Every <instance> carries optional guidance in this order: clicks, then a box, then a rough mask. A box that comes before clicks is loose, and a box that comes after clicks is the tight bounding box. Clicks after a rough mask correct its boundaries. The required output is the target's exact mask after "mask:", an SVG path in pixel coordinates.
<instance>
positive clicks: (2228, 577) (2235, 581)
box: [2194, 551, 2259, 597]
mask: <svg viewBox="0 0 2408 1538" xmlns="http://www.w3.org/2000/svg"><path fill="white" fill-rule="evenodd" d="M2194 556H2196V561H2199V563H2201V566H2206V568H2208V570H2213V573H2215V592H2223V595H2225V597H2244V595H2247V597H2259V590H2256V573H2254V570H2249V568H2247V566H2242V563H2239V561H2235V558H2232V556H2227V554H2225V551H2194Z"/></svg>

**EXERCISE REQUIREMENTS**. Can you restate every record above word for word?

**ANSWER BOX**.
Every <instance> carries optional guidance in this order: clicks, then a box, then a rough mask. A box that comes before clicks is loose, and a box that comes after clicks is the tight bounding box. Clicks after a rough mask correct its boundaries. The required output is the target's exact mask after "mask:", an SVG path in pixel coordinates.
<instance>
positive clicks: (2228, 577) (2235, 581)
box: [2194, 551, 2259, 597]
mask: <svg viewBox="0 0 2408 1538" xmlns="http://www.w3.org/2000/svg"><path fill="white" fill-rule="evenodd" d="M2194 556H2196V561H2199V563H2201V566H2206V568H2208V570H2213V573H2215V592H2223V595H2225V597H2244V595H2247V597H2259V590H2256V573H2254V570H2249V568H2247V566H2242V563H2239V561H2235V558H2232V556H2227V554H2225V551H2194Z"/></svg>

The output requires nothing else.